_Excerto do texto_.
- No final da ditadura, o que mais nos distanciava dos restantes países
europeus?
A pobreza. A ignorância. A saúde pública. A falta de liberdade. Era o
que nos distinguia dos europeus, em todo o caso da maioria dos europeus. Os
últimos dez a quinze anos de ditadura tinham no entanto mudado muita coisa. Em
resultado da integração europeia (EFTA), da emigração para a Europa, da guerra
em África e do turismo, havia desenvolvimento industrial, muito investimento
externo, praticamente pleno emprego, oportunidades de trabalho na cidade e na
indústria e alguma pressão liberal ou democrática. O período que vai de 1960 a
1974 é o período de maior crescimento económico da história de Portugal. Foi
pena não ter havido desenvolvimento político. Foi nesse período que surgiu o
início daquela que vai ser a classe média. Frágil. Recente. E dependente do
Estado.
- Quais foram as maiores conquistas da sociedade portuguesa desde então?
As liberdades públicas. O sistema democrático. O Estado de protecção
social (saúde, educação e segurança social universais). A presença da mulher no
espaço público. Um formidável melhoramento do nível geral de bem-estar e
conforto. A integração europeia. E, com excepção dos últimos anos de crise, a
diminuição das desigualdades sociais e económicas.
- Quais foram os maiores falhanços?
A dependência em que Portugal se colocou perante o estrangeiro e os
credores. A incapacidade do sistema democrático para gerar desenvolvimento
económico. A demagogia da maior parte dos dirigentes políticos e partidários. O
sistema eleitoral amigo do despotismo. A mediocridade ineficiente e atávica do
sistema judicial. A partidarização da Administração Pública. A incapacidade
para conduzir a reconversão económica, designadamente industrial, agrícola,
silvícola e marítima. Na verdade, com a guerra colonial, o estertor da
ditadura, a revolução, a contra-revolução e a demagogia democrática, perdemos
talvez vinte a trinta anos!

_Material fornecido_.

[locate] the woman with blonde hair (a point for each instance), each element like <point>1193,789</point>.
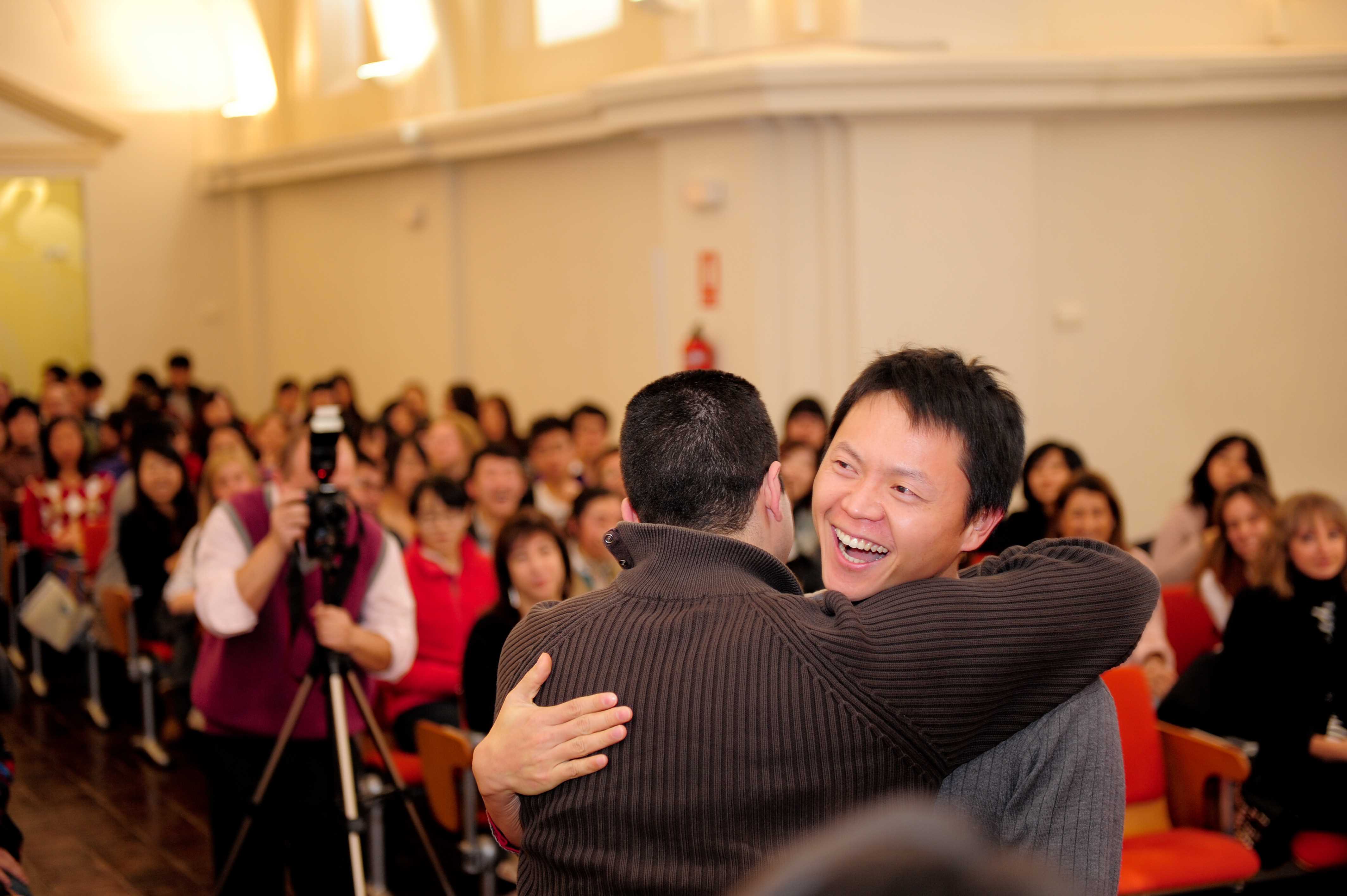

_Tarefas a realizar_.
[A] Responda, com base no excerto sobre Portugal:
(i) Que período é apontado como o de maior crescimento económico da história de Portugal?
(ii) Que três áreas universais compõem o Estado de protecção social referido?
(iii) Quantos anos se terão talvez perdido, segundo a frase final?
[B] Redija a continuação do excerto sobre Portugal, a partir da sua última frase.
Os dados acima não são necessários.

_Respostas do exercício_.
[A]
(i) O período de 1960 a 1974.
(ii) Saúde, educação e segurança social.
(iii) Vinte a trinta anos.

[B]
- O que é preciso fazer diferente para corrigir esses falhanços?
Mudar o sistema eleitoral. Mudar a Constituição. Alterar o sistema
político, colocando um termo ao famigerado semi-presidencialismo. Reforçar os
poderes do Tribunal de Contas. Criar uma poderosa Inspecção-geral da
Administração Pública. Revogar o regime de autogestão da magistratura. Abolir o
sistema da Administração Pública de “confiança política”.
- Considera que o país está hoje a retroceder nas conquistas feitas? Em
que áreas?
Está a retroceder, com certeza. Há dez anos que o produto decresce e que
nos afastamos da Europa. Os Portugueses têm hoje menos coberturas sociais
(saúde, educação, segurança social) do que tinham há dez anos. A criação de
emprego e de oportunidades está no mais baixo há várias décadas. A emigração
para o estrangeiro retomou há quase dez anos. As expectativas das gerações
jovens são pobres e desoladoras. O sistema político está desacreditado. O
sistema democrático, tal como existe entre nós, não merece confiança.
In «Expresso»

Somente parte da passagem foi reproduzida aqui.